DATA PROVIDED: Begin

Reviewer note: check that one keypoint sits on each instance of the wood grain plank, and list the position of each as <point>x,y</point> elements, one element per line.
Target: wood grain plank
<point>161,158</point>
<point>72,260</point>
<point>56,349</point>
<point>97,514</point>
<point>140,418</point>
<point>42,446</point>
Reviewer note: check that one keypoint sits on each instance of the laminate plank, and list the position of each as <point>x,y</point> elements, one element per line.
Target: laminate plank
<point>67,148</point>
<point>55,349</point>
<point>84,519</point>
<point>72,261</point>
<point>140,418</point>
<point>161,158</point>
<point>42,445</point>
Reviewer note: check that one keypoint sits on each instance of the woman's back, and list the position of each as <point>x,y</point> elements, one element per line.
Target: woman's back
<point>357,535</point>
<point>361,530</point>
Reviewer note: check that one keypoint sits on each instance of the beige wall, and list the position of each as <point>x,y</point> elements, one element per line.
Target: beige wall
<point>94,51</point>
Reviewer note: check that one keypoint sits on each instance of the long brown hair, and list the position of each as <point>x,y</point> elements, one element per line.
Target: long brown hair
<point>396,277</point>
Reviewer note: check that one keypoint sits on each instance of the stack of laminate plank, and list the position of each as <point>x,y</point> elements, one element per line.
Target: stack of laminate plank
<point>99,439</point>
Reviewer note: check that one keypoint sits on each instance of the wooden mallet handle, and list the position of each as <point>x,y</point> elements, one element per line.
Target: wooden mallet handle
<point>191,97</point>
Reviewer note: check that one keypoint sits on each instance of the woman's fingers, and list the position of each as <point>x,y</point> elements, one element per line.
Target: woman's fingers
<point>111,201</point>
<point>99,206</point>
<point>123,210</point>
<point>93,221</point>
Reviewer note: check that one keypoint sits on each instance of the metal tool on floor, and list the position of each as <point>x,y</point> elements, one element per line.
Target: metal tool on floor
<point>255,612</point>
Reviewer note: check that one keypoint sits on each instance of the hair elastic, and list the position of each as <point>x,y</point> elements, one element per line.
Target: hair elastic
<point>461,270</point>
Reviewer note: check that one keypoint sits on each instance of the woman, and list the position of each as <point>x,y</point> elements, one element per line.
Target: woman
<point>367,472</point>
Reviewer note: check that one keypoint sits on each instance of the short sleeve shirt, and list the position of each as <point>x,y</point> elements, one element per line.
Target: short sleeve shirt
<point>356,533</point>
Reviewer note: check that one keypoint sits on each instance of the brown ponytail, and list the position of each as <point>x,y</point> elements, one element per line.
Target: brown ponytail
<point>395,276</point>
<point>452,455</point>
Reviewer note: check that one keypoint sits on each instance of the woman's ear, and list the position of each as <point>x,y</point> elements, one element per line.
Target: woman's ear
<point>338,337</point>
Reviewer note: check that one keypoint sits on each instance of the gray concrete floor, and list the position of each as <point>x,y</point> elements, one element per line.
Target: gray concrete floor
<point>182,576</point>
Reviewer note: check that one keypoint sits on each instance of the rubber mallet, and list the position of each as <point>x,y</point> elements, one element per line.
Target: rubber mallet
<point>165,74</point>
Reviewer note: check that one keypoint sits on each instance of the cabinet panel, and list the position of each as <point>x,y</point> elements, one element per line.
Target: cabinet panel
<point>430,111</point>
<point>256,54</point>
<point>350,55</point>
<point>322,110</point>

DATA PROVIDED: End

**TASK ITEM:** Please repeat the whole listing above, keeping every line exactly as it reads.

**YOUR RESPONSE:**
Reviewer note: check that one keypoint sits on each instance of the wood grain plank, and list the position of each as <point>x,y</point> elements, one element per line.
Target: wood grain plank
<point>161,158</point>
<point>72,260</point>
<point>56,349</point>
<point>97,514</point>
<point>140,418</point>
<point>42,446</point>
Reviewer note: check that one keypoint sits on each instance of the laminate plank, and list the position of each as <point>x,y</point> elements, one element per line.
Target: laminate plank
<point>67,148</point>
<point>55,349</point>
<point>84,519</point>
<point>72,261</point>
<point>140,418</point>
<point>161,158</point>
<point>42,445</point>
Reviewer note: check that one keypoint sits on each instance of the woman's back, and list the position of each as <point>x,y</point> elements, one element per line.
Target: woman's back
<point>357,535</point>
<point>361,530</point>
Reviewer note: check that one keypoint sits on each instance of the beige wall, and list the position of each as <point>x,y</point> elements, one element per line.
Target: beige wall
<point>94,51</point>
Reviewer note: check that one keypoint sits on each instance of the long brown hair, and list the position of each as <point>x,y</point> elements, one element per line.
Target: long brown hair
<point>396,277</point>
Reviewer note: check that one keypoint sits on each instance of the stack of laminate plank, and list the position of each as <point>x,y</point> elements, one element per line.
Target: stack of laminate plank
<point>99,439</point>
Reviewer note: check that one keypoint sits on each instance of the wooden mallet handle, and list the position of each as <point>x,y</point> elements, one element per line.
Target: wooden mallet handle
<point>191,97</point>
Reviewer note: check that one keypoint sits on each instance of the woman's fingers, and list the position of each as <point>x,y</point> elements, one element per line.
Target: woman's fingers
<point>111,201</point>
<point>99,206</point>
<point>123,210</point>
<point>93,221</point>
Reviewer note: check that one keypoint sits on each instance of the metal tool on floor, and list the position of each as <point>x,y</point> elements, one element per line.
Target: metal tool on floor
<point>255,612</point>
Reviewer note: check that one keypoint sits on each instance of the hair elastic, and list the position of each as <point>x,y</point> elements, one element per line.
Target: hair elastic
<point>461,270</point>
Reviewer note: check that one keypoint sits on each instance of the woman, and list the position of each as <point>x,y</point> elements, one element per line.
Target: woman
<point>367,472</point>
Reviewer note: check that one keypoint sits on each instance of the short sleeve shirt, and list the position of each as <point>x,y</point> elements, one element per line.
Target: short sleeve shirt
<point>356,533</point>
Reviewer note: check that one keypoint sits on each instance of the brown ponytail, and list the position of each as <point>x,y</point> elements, one element per line.
Target: brown ponytail
<point>395,276</point>
<point>452,455</point>
Reviewer note: check that one keypoint sits on each instance of the woman's ear, and list the position of each as <point>x,y</point> elements, one element per line.
Target: woman's ear
<point>338,337</point>
Reviewer note: check that one keypoint sits on each instance of the gray concrete floor, and list the position of each as <point>x,y</point> elements, one element per line.
Target: gray concrete floor
<point>182,576</point>
Reviewer note: check that one keypoint sits on each instance of the rubber mallet, and list the position of each as <point>x,y</point> elements, one element per line.
Target: rubber mallet
<point>165,74</point>
Reviewer note: check that one keypoint sits on each instance of the cabinet panel, and list the position of each as <point>x,y</point> elements, one element per line.
Target: cabinet panel
<point>430,111</point>
<point>256,54</point>
<point>350,55</point>
<point>322,110</point>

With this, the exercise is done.